» Required tasks
1 > Retype the portion of the Grounding DINO deployment article starting at "The primary aim" and ending at "on Colab notebook.".
2 > Extend the Grounding DINO deployment article, picking up after its final line.

» Page excerpt
_ _ _ _ _

Deploying a Grounding DINO Model to a REST API Endpoint for Open-Set Object Detection with Prompts

Michael Butler, ML Community Lead
Thank you! Your submission has been received!
Oops! Something went wrong while submitting the form.

Over recent years, computer vision has experienced significant advancements, primarily driven by innovations in deep learning. Many object detection models are traditionally designed to recognize a predefined set of classes. Introducing new classes to these models often demands collecting and annotating new data, followed by retraining the model from scratch—a process that is both time- and compute-intensive.

Zero-shot object detection—identifying objects in images without prior training in those specific classes—has garnered substantial interest recently. The advantages of zero-shot object segmentation are manifold in computer vision. This technique allows models to recognize and delineate objects in images even if they weren't exposed to such objects during their training phase. 

That is especially beneficial in real-world situations where the array of objects to recognize is immense and obtaining labeled data for every potential object class is impractical. Through zero-shot segmentation, you can devise adaptive and efficient models capable of recognizing unfamiliar objects without necessitating retraining or additional labeled data acquisition. 

Moreover, these zero-shot methodologies can considerably decrease the time and resources dedicated to data labeling, which is often a significant challenge in crafting effective computer vision solutions.

Researchers at Meta AI have employed self-supervised learning combined with Transformer algorithms to craft a zero-shot method named DINO, short for "Distillation with No Labels." This method was evolved by researchers outside of Minto Grounding-DINO, a vision-language pre-training technique that harnesses the potential of self-supervised learning and attention mechanisms, delivering outstanding results in open-set object detection

The primary aim behind Grounding DINO is to establish a robust system capable of detecting diverse objects as described through human language inputs, eliminating the necessity for model retraining. The model can discern and detect objects when given a textual prompt.

In this article, you will learn how to deploy the Grounding DINO Model as a REST API endpoint for object detection using Modelbit. Let’s delve right in! 🚀

Overview of the Solution

Here’s the flow of the solution you are going to build:

Overview of deploying a Grounding DINO model to a REST Endpoint with Modelbit

Here are the steps you’ll walk through to have a deployed model endpoint:

  1. First off, you will set up a Grounding DINO model on Colab notebook.
  2. Load the model into memory in your environment.
  3. Use the model on sample images to test the model.
  4. Use Modelbit to deploy the Grounding DINO model as a REST API endpoint.

_ _ _ _ _

» Information provided
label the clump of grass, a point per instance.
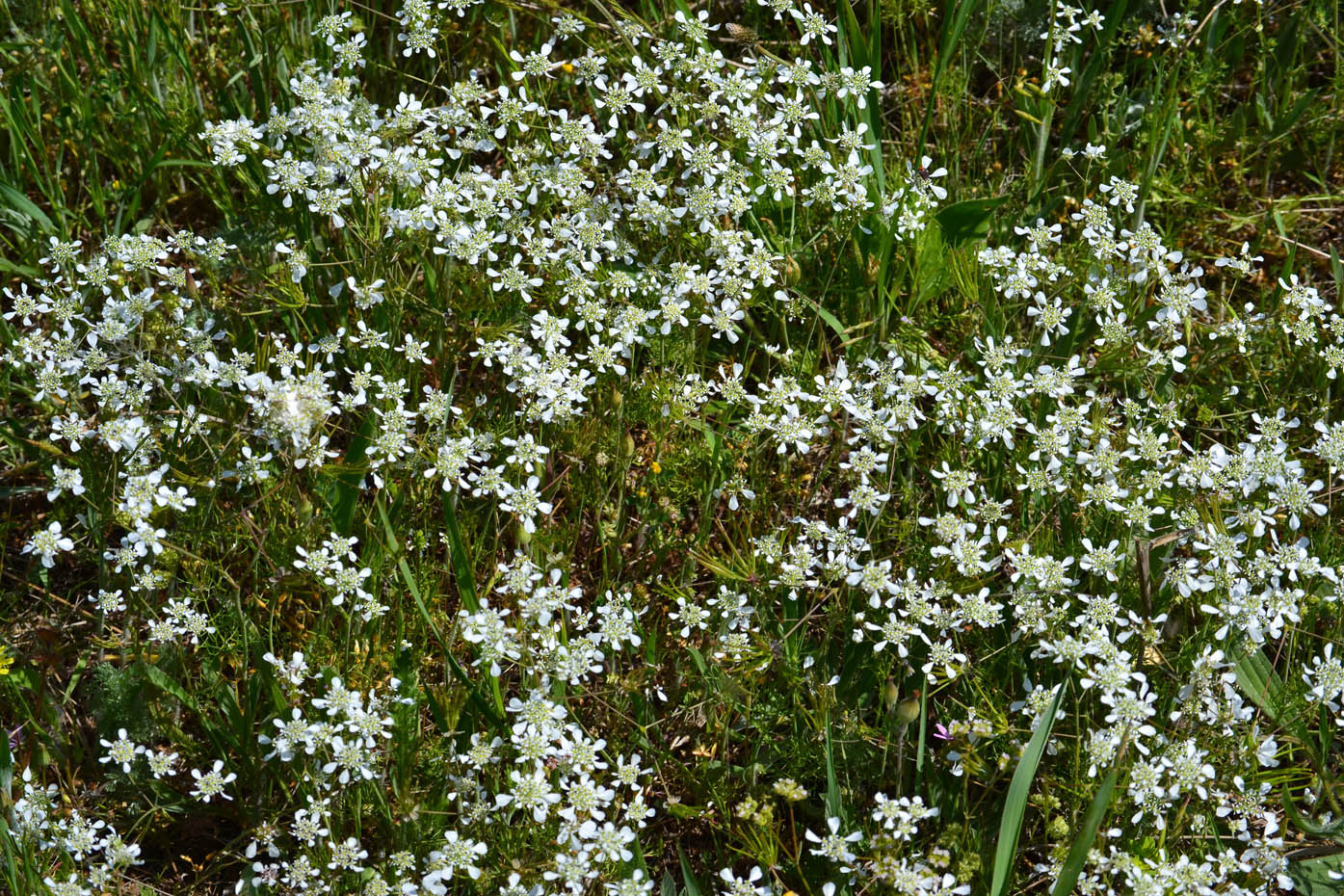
(586, 450)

_ _ _ _ _

» Answers provided
1 >
The primary aim behind Grounding DINO is to establish a robust system capable of detecting diverse objects as described through human language inputs, eliminating the necessity for model retraining. The model can discern and detect objects when given a textual prompt.

In this article, you will learn how to deploy the Grounding DINO Model as a REST API endpoint for object detection using Modelbit. Let’s delve right in! 🚀

Overview of the Solution

Here’s the flow of the solution you are going to build:

Overview of deploying a Grounding DINO model to a REST Endpoint with Modelbit

Here are the steps you’ll walk through to have a deployed model endpoint:

  1. First off, you will set up a Grounding DINO model on Colab notebook.

2 >
You will use a CPU Colab instance for this article (not GPU-inferencing on Modelbit). As a result, you will need to match your local environment to the production environment.

Let’s hop in! 🏊

🧑‍💻 Installation and Setup

For an interactive experience, access the Colab Notebook, which contains all the provided code and is ready to run!

The pre-installed Colab versions of `torch` and `torchvision` are the CUDA versions for GPU-based training and inferencing. This walkthrough uses the CPU installations to load the Grounding DINO model and for inference on Modelbit.

!pip install torch==2.0.1+cpu torchvision==0.15.2+cpu -f

Once the installation is complete, restart your runtime to point the Colab session to the new installations.

Next, you want to organize your setup by managing the paths for all the data, files, and installations. Get the current working directory—likely `/content`, a bit of a handful to work with already—where the notebook session is running and assign that directory to the `HOME` variable:

import os
HOME = os.getcwd()

⬇️Install Grounding DINO from the GitHub Repository

Install Grounding DINO by cloning the official library repository from GitHub because it is not officially distributed through `pip` yet:

# Using latest version of pip
!pip install --upgrade pip

# Change the current directory to the value stored in the 'HOME' variable
%cd {HOME}  

# Clone (or download) the 'GroundingDINO' repository from GitHub to the current directory.
!git clone

# Change the current directory to the 'GroundingDINO' folder, which has just been cloned.
%cd {HOME}/GroundingDINO

Also install the Modelbit Python package. You’ll use that later to wrap your model and deploy the model pipeline (a function) to a REST endpoint:

# Quietly (-q) install the Python package in the current directory requirement file
!pip install -q -e .

# Install the latest version of 'modelbit' for model deployment quietly
!pip install -q --upgrade modelbit

You should get similar output from the cell:

If you are using Colab, most of the dependencies for running Grounding DINO are likely already available. But if you are running this walkthrough on a local session, please check the "requirements.txt" file to ensure you install all the dependencies (we will not use "supervision" in this article).

📥 Download Grounding DINO weights

Obtain the Grounding DINO model weights:

# Create a new directory named 'weights' inside the HOME directory.
!mkdir {HOME}/weights

# Change the current directory of the notebook to the 'weights' directory we just created.
%cd {HOME}/weights

# Quietly download the model weights file 'groundingdino_swint_ogc.pth' from the given URL.
!wget -q download/v0.1.0-alpha/groundingdino_swint_ogc.pth

In this case, you got the weights from a pre-release checkpoint file from the official repository. You can also consider using the model data from the other releases.

🖼️ Download Sample Data

Next, fetch sample data to evaluate the Grounding DINO object detection model. For this purpose, you will use dog and cat images from Unsplash, available under a free license:

# Change the current directory of the notebook to the HOME directory.
%cd {HOME}

# Create a new directory named 'data' inside the HOME directory where we will store our sample data
!mkdir {HOME}/data

# Change the current directory of the notebook to the newly created 'data' directory.
%cd {HOME}/data

# Downloading images in quiet mode (without showing download progress )
# Download a picture of a dog and cat.jpg
!wget -q -O dog_and_cat.jpg

# Download a picture of a dog far away in snow
!wget -q -O dog_snow.jpg

Load Grounding DINO Model

Next, you will load the Grounding DINO model into the session runtime using the weights you obtained earlier.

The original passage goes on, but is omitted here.